Whatever you think about psychology, the time to deal with it is now.

March 14, 2016

Whatever you think about psychology and its effect on Christian students, the time to deal with it is now.

Do you think the study of psychology is tantamount to declaring the Bible inadequate? Do you believe that God created psychology when He created Mankind in His own image? Have you ever given it much thought?

Some Christians think that psychology is an important discipline, that it is consistent with a Christian worldview, and that it is an acceptable field of study and career choice. Other Christians see psychology as an idolatrous and ungodly rival religion. Some Christians think that God created psychology when He created Mankind. Others describe psychology as psychobabble, psycho-heresy, and the most deadly form of modernism to ever confront the Church.

Whatever you think about psychology, the time to deal with it is now because many Christian students go to college to become psychologists, counselors, or social workers. Most colleges (including Christian colleges) require students to at least take an introductory psychology class. Although there are many Christian professors, psychology departments are home to some of the more anti-Christian intellectuals on college campuses. In fact, psychology professors tend to have high levels of agnosticism and atheism and may attack the Christian worldview as unscientific, irrational, prudish, exploitative, controlling, inhibitive, oppressive, and naïve. Many psychology professors also believe that Christianity is incompatible with sound mental health, that it contributes to human suffering, and that the intelligent believer will eventually abandon their faith.

_JOBS_.
1. Copy the passage from the article on psychology and Christian students, beginning at the words "March 14, 2016" and ending after "it much thought?".
2. List each word the article on psychology and Christian students uses to describe how psychology professors may attack the Christian worldview.

_DATA ENTRIES_.
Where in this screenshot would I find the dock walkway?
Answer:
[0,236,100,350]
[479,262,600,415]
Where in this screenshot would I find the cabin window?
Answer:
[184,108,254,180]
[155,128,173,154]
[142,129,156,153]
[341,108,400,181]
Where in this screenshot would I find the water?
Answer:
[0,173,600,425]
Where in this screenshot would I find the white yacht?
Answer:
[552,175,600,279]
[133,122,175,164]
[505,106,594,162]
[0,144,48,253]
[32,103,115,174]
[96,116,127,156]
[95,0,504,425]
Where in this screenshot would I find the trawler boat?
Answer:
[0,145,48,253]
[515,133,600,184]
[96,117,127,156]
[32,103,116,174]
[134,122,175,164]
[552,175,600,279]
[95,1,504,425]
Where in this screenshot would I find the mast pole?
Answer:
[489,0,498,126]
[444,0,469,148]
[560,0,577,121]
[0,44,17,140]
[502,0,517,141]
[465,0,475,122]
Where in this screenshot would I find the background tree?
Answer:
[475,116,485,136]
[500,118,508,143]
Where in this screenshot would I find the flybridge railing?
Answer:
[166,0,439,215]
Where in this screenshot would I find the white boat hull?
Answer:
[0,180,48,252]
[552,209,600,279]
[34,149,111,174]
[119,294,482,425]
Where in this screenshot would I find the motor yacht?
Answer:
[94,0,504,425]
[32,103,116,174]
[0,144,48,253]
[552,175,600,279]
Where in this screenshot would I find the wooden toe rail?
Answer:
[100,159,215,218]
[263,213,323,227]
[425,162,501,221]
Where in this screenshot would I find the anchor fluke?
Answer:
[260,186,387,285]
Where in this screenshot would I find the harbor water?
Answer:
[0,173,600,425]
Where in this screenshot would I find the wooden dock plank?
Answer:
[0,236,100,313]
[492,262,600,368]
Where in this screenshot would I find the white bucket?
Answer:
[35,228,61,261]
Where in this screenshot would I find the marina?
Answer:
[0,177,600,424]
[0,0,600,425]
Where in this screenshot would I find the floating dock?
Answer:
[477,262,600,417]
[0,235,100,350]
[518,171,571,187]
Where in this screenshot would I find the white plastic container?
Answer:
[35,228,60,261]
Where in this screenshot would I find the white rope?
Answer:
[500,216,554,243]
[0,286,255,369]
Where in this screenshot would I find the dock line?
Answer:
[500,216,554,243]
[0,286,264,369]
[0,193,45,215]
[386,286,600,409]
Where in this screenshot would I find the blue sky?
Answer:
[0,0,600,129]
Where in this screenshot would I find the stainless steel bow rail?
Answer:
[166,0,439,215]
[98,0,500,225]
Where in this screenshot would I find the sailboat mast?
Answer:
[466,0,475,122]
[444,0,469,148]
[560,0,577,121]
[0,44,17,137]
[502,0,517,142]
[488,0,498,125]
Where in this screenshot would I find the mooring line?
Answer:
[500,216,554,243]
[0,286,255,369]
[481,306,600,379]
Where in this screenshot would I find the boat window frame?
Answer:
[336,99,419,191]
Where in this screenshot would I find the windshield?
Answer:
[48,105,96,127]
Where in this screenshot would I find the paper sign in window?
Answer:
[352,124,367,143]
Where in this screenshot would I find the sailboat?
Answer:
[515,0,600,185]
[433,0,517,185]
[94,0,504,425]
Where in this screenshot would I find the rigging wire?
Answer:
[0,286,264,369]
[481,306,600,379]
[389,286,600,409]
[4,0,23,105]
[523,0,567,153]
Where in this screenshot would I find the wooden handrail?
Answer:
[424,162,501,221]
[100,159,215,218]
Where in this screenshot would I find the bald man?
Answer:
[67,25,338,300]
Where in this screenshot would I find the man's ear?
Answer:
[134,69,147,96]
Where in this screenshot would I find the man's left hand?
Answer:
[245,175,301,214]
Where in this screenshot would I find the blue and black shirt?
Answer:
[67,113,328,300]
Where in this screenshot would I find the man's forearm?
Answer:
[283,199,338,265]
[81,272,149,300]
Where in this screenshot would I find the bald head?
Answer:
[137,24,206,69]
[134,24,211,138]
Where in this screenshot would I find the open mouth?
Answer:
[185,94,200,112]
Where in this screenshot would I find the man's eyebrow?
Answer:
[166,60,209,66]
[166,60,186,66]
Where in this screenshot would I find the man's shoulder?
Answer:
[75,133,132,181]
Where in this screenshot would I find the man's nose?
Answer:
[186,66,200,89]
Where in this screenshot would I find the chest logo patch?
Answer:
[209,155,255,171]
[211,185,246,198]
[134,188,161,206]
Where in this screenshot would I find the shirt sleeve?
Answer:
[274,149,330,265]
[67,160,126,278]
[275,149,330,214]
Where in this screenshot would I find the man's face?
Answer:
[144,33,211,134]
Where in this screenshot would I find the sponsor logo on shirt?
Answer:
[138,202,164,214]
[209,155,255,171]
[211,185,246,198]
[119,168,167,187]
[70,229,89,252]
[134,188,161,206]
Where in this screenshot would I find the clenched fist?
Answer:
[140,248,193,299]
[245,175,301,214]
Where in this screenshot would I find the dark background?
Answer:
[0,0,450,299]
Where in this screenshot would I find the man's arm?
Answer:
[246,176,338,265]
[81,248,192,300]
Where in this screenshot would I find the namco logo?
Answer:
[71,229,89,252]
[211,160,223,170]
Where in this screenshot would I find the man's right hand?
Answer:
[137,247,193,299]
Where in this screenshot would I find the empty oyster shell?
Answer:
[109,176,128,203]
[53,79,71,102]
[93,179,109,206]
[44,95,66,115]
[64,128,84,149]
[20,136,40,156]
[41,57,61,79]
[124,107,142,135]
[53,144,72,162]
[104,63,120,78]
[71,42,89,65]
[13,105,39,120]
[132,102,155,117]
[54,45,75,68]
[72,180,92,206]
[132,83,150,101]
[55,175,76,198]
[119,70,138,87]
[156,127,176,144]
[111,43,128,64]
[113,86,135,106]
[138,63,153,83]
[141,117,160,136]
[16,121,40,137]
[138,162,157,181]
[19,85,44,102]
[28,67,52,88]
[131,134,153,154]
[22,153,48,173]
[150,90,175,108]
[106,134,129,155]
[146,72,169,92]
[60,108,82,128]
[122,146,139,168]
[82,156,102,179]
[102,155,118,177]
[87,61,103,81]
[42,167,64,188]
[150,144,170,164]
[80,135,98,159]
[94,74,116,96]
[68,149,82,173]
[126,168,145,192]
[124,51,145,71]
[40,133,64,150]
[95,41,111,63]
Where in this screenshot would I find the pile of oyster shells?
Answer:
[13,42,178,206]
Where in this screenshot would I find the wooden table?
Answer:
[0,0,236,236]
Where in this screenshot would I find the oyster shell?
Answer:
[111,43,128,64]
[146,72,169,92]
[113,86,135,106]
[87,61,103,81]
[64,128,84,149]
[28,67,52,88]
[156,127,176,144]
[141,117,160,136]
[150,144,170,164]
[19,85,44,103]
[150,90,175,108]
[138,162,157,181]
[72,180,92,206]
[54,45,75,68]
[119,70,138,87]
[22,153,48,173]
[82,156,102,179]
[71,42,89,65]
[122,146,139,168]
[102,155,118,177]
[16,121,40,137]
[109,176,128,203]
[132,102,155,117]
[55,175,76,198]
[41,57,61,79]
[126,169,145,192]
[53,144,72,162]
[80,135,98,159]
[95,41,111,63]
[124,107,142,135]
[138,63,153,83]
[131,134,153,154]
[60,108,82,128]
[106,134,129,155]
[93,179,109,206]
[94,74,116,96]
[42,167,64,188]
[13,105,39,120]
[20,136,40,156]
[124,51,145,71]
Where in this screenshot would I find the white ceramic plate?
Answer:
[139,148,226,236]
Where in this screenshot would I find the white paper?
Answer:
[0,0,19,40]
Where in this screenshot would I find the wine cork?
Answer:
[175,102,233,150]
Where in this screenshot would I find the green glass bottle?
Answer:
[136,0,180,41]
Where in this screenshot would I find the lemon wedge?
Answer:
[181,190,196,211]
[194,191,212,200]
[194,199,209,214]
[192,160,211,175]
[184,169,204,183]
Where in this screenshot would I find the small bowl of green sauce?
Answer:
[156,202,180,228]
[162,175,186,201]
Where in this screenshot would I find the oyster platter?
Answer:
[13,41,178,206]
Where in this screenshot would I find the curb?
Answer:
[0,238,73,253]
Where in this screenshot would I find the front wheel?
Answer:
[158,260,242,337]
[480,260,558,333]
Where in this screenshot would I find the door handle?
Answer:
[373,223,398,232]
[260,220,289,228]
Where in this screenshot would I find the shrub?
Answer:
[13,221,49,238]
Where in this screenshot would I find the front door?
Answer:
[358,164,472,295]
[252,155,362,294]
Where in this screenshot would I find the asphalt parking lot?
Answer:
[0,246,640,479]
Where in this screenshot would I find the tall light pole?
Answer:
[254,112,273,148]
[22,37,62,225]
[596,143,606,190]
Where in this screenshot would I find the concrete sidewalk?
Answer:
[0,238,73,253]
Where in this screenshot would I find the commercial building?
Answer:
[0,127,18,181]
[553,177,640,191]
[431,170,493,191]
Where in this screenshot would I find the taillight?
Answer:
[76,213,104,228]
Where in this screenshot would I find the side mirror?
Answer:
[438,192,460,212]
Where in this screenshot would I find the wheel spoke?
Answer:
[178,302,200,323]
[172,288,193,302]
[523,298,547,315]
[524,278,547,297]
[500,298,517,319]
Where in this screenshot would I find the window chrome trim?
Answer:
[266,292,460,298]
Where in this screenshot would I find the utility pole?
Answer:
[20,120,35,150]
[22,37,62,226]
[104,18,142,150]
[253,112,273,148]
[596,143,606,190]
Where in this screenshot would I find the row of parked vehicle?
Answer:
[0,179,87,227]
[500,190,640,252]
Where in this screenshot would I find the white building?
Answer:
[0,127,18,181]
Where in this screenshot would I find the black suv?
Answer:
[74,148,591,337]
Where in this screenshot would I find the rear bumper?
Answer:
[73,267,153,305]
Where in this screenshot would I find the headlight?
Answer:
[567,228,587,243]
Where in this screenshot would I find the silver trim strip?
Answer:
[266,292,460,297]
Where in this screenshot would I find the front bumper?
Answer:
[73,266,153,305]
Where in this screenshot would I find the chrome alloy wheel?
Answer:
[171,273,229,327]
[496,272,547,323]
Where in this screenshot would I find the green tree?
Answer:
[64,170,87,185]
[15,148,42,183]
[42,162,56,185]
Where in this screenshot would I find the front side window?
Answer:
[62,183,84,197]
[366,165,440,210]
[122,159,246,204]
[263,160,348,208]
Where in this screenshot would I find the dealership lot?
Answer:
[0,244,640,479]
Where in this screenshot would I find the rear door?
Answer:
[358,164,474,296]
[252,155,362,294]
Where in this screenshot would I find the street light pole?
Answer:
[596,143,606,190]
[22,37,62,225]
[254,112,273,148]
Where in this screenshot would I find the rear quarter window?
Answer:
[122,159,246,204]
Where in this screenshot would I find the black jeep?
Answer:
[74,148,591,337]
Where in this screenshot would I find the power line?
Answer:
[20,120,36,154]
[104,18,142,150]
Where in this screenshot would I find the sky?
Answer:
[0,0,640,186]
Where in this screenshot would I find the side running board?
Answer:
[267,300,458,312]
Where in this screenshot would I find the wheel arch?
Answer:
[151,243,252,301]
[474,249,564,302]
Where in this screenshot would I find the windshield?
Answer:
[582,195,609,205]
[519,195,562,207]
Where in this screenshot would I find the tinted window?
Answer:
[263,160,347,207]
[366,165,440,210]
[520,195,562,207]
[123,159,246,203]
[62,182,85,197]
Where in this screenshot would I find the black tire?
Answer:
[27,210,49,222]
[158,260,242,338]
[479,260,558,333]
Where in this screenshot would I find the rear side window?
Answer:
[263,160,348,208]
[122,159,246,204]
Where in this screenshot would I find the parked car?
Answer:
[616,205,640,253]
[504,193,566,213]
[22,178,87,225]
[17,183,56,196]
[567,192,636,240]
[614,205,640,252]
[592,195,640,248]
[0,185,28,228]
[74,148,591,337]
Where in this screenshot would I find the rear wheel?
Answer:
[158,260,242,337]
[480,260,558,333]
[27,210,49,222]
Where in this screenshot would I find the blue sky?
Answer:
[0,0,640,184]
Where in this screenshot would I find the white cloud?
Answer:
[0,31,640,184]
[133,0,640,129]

_ANSWER SET_.
1.
March 14, 2016

Whatever you think about psychology and its effect on Christian students, the time to deal with it is now.

Do you think the study of psychology is tantamount to declaring the Bible inadequate? Do you believe that God created psychology when He created Mankind in His own image? Have you ever given it much thought?

2.
- unscientific
- irrational
- prudish
- exploitative
- controlling
- inhibitive
- oppressive
- naïve